→ INSTRUCTION
Gather every line of the items below that contains the word "coat" and copy each one. Treat case as significant.

→ LISTING
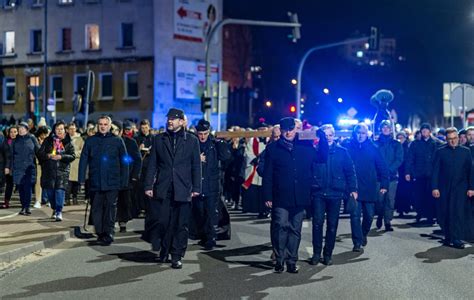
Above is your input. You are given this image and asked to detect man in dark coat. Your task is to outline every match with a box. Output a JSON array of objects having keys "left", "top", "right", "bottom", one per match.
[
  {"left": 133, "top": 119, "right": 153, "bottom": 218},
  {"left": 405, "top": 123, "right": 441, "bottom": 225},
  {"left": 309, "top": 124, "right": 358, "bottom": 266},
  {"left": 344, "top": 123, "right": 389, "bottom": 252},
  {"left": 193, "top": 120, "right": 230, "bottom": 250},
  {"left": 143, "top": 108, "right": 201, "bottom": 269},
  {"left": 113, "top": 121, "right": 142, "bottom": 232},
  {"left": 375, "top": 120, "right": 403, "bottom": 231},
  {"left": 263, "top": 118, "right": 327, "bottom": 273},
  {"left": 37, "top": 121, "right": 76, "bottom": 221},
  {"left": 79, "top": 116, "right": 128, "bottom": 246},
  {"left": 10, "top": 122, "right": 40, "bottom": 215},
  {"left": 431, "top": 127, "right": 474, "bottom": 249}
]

--

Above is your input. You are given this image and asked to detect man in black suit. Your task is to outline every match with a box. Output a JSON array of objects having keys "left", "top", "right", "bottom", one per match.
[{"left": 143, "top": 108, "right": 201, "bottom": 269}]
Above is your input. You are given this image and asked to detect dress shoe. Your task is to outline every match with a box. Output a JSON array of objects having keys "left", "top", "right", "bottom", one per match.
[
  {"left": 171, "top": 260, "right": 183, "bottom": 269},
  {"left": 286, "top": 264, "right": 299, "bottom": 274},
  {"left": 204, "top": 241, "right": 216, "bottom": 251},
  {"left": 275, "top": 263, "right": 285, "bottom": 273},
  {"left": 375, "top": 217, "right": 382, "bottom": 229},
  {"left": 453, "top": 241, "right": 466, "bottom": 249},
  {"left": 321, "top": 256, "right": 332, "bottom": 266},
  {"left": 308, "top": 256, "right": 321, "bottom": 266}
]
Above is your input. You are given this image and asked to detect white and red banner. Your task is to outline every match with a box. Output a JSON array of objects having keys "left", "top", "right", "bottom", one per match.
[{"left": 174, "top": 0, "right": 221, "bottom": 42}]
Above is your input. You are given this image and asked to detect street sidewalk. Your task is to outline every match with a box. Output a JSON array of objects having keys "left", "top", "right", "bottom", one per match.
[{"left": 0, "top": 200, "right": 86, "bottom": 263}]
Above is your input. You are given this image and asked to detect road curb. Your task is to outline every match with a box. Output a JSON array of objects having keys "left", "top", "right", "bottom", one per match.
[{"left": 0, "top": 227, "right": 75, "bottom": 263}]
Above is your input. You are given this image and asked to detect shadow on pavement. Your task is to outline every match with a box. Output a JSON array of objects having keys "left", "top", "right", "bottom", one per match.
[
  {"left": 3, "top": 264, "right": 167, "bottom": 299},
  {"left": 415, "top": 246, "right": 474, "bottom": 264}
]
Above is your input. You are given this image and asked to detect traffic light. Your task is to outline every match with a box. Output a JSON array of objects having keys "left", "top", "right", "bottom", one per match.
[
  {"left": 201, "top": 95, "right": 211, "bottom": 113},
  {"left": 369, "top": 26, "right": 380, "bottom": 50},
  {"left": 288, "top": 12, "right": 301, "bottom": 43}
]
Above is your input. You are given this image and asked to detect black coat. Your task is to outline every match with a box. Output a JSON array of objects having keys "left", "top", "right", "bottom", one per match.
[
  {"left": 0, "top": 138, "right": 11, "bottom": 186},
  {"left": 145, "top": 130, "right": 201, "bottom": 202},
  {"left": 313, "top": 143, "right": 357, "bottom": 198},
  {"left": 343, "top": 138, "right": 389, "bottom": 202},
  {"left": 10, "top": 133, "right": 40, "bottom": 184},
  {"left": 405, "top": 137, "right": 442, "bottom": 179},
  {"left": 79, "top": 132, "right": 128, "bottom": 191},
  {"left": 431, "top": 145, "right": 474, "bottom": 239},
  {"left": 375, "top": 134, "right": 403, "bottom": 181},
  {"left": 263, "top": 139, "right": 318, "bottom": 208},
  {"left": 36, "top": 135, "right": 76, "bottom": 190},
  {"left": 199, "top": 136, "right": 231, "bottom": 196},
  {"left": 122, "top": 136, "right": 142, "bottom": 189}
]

→ EXERCISE SOLUTION
Above is your input. You are given this image and asked to detect man in dark coat. Your task is to outline every match with a box. Output a JSON array of objects having keys "left", "top", "right", "bottom", one per match.
Above is your input. You are given this image and asked to detect black coat. Your task is to outline every match with a box. Output a JSON array of objects having keys "left", "top", "right", "bottom", one per match.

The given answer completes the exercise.